_YOUR GOAL_.
Would you set down every entry shown below, precisely as written?

[Boundary annotation records]
"""
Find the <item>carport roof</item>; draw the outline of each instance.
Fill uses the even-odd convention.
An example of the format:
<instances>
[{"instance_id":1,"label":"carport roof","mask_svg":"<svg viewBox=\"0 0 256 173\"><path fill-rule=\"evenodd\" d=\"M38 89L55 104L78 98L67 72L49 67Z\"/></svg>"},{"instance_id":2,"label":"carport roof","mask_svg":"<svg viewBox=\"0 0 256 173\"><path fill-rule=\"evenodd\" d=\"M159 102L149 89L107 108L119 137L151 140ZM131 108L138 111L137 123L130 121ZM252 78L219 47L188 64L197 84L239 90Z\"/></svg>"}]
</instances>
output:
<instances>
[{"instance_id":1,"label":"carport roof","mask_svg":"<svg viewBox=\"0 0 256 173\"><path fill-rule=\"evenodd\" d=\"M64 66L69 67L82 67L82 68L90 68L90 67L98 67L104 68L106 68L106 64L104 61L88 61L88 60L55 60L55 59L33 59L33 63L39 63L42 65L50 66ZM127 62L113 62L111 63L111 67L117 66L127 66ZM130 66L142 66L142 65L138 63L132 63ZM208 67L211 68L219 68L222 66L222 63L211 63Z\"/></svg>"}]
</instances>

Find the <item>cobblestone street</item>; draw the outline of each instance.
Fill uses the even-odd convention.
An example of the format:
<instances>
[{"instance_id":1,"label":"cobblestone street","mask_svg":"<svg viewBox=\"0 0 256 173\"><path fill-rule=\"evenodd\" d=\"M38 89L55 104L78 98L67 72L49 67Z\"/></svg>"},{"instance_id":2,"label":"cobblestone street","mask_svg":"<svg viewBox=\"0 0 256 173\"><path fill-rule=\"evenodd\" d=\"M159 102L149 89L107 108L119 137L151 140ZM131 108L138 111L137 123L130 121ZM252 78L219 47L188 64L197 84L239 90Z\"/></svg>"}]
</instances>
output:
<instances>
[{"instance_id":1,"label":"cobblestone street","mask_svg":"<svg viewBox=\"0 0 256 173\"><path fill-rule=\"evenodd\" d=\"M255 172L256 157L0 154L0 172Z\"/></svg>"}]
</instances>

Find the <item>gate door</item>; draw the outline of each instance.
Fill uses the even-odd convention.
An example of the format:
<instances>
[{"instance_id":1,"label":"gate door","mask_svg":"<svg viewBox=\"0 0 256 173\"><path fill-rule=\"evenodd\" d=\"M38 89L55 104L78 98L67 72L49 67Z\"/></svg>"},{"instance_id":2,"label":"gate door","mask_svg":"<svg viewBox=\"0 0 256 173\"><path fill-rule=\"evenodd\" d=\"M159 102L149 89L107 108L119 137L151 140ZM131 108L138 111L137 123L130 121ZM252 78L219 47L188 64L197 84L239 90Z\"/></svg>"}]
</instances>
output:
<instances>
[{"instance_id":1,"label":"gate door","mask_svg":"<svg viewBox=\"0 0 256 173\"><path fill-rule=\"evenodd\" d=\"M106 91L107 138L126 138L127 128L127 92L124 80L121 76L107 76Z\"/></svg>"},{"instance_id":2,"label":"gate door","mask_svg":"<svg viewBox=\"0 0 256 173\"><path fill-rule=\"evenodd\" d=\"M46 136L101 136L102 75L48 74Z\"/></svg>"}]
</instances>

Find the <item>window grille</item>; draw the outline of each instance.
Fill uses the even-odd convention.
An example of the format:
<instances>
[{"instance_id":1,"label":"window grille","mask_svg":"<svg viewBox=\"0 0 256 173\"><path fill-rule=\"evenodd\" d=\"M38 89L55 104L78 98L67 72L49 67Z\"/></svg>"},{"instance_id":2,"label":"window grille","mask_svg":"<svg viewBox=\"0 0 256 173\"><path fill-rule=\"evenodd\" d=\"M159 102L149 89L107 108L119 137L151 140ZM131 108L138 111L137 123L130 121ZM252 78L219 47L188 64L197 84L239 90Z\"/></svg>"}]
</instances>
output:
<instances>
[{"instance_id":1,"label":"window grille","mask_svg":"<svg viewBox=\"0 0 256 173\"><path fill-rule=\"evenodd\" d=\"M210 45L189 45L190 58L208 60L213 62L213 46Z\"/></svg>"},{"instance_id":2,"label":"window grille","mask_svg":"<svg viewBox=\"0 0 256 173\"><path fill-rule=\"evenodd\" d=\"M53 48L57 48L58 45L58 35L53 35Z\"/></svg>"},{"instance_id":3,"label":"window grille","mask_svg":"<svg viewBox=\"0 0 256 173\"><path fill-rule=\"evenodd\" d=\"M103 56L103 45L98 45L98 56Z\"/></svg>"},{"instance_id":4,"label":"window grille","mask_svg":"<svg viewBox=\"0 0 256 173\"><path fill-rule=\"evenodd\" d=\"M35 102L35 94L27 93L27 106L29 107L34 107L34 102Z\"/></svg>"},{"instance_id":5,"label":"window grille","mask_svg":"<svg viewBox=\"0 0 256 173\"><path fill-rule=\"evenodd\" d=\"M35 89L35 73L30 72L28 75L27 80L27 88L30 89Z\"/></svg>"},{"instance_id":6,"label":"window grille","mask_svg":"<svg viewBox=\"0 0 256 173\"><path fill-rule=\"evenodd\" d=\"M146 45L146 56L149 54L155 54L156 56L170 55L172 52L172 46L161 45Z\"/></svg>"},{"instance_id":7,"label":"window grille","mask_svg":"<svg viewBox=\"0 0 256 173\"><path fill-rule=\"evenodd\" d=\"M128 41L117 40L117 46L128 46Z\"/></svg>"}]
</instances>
"""
_PROBLEM SOLUTION_.
Find the <item>carport roof</item>; draw the outline of each instance.
Fill uses the even-odd convention.
An example of the format:
<instances>
[{"instance_id":1,"label":"carport roof","mask_svg":"<svg viewBox=\"0 0 256 173\"><path fill-rule=\"evenodd\" d=\"M38 89L55 104L78 98L67 72L49 67Z\"/></svg>"},{"instance_id":2,"label":"carport roof","mask_svg":"<svg viewBox=\"0 0 256 173\"><path fill-rule=\"evenodd\" d=\"M159 102L149 89L107 108L119 137L151 140ZM131 108L138 111L137 123L130 121ZM252 78L219 47L188 64L197 84L239 90Z\"/></svg>"}]
</instances>
output:
<instances>
[{"instance_id":1,"label":"carport roof","mask_svg":"<svg viewBox=\"0 0 256 173\"><path fill-rule=\"evenodd\" d=\"M64 66L69 67L82 67L82 68L90 68L90 67L98 67L104 68L106 68L106 64L104 61L88 61L88 60L55 60L55 59L33 59L33 63L39 63L42 65L50 66ZM127 62L113 62L111 63L111 67L117 66L127 66ZM130 66L142 66L142 65L138 63L132 63ZM208 67L211 68L219 68L222 66L222 63L211 63Z\"/></svg>"}]
</instances>

Find the <item>cobblestone street</item>; draw the outline of each instance.
Fill uses the even-odd convention.
An example of the format:
<instances>
[{"instance_id":1,"label":"cobblestone street","mask_svg":"<svg viewBox=\"0 0 256 173\"><path fill-rule=\"evenodd\" d=\"M38 89L55 104L78 98L67 72L49 67Z\"/></svg>"},{"instance_id":2,"label":"cobblestone street","mask_svg":"<svg viewBox=\"0 0 256 173\"><path fill-rule=\"evenodd\" d=\"M159 102L149 89L107 108L119 137L151 140ZM131 108L138 111L137 123L130 121ZM252 78L219 47L188 64L197 84L239 90Z\"/></svg>"}]
</instances>
output:
<instances>
[{"instance_id":1,"label":"cobblestone street","mask_svg":"<svg viewBox=\"0 0 256 173\"><path fill-rule=\"evenodd\" d=\"M255 172L256 157L0 154L0 172Z\"/></svg>"}]
</instances>

Find the <item>gate door</item>; draw the outline of each instance.
Fill uses the even-odd convention.
An example of the format:
<instances>
[{"instance_id":1,"label":"gate door","mask_svg":"<svg viewBox=\"0 0 256 173\"><path fill-rule=\"evenodd\" d=\"M38 89L55 104L78 98L67 72L49 67Z\"/></svg>"},{"instance_id":2,"label":"gate door","mask_svg":"<svg viewBox=\"0 0 256 173\"><path fill-rule=\"evenodd\" d=\"M159 102L149 89L107 108L119 137L151 140ZM131 108L138 111L137 123L130 121ZM252 78L219 47L188 64L197 84L239 90Z\"/></svg>"}]
</instances>
output:
<instances>
[{"instance_id":1,"label":"gate door","mask_svg":"<svg viewBox=\"0 0 256 173\"><path fill-rule=\"evenodd\" d=\"M106 91L107 138L126 138L127 128L127 92L124 80L121 76L107 76Z\"/></svg>"},{"instance_id":2,"label":"gate door","mask_svg":"<svg viewBox=\"0 0 256 173\"><path fill-rule=\"evenodd\" d=\"M46 136L101 136L102 75L48 74Z\"/></svg>"}]
</instances>

Find the <item>window grille</item>; draw the outline of each instance.
Fill uses the even-odd convention.
An example of the format:
<instances>
[{"instance_id":1,"label":"window grille","mask_svg":"<svg viewBox=\"0 0 256 173\"><path fill-rule=\"evenodd\" d=\"M38 89L55 104L78 98L67 72L49 67Z\"/></svg>"},{"instance_id":2,"label":"window grille","mask_svg":"<svg viewBox=\"0 0 256 173\"><path fill-rule=\"evenodd\" d=\"M159 102L149 89L107 108L119 137L151 140ZM131 108L138 111L137 123L130 121ZM252 78L219 47L188 64L197 84L239 90Z\"/></svg>"}]
</instances>
output:
<instances>
[{"instance_id":1,"label":"window grille","mask_svg":"<svg viewBox=\"0 0 256 173\"><path fill-rule=\"evenodd\" d=\"M210 45L189 45L190 58L208 60L213 62L213 46Z\"/></svg>"},{"instance_id":2,"label":"window grille","mask_svg":"<svg viewBox=\"0 0 256 173\"><path fill-rule=\"evenodd\" d=\"M53 48L57 48L58 45L58 35L53 35Z\"/></svg>"},{"instance_id":3,"label":"window grille","mask_svg":"<svg viewBox=\"0 0 256 173\"><path fill-rule=\"evenodd\" d=\"M103 56L103 45L98 45L98 56Z\"/></svg>"},{"instance_id":4,"label":"window grille","mask_svg":"<svg viewBox=\"0 0 256 173\"><path fill-rule=\"evenodd\" d=\"M35 102L35 94L27 93L27 106L29 107L34 107L34 102Z\"/></svg>"},{"instance_id":5,"label":"window grille","mask_svg":"<svg viewBox=\"0 0 256 173\"><path fill-rule=\"evenodd\" d=\"M35 89L35 73L30 72L28 75L27 80L27 88L30 89Z\"/></svg>"},{"instance_id":6,"label":"window grille","mask_svg":"<svg viewBox=\"0 0 256 173\"><path fill-rule=\"evenodd\" d=\"M146 45L146 56L149 54L155 54L156 56L170 55L172 52L172 46L161 45Z\"/></svg>"},{"instance_id":7,"label":"window grille","mask_svg":"<svg viewBox=\"0 0 256 173\"><path fill-rule=\"evenodd\" d=\"M128 41L117 40L117 46L128 46Z\"/></svg>"}]
</instances>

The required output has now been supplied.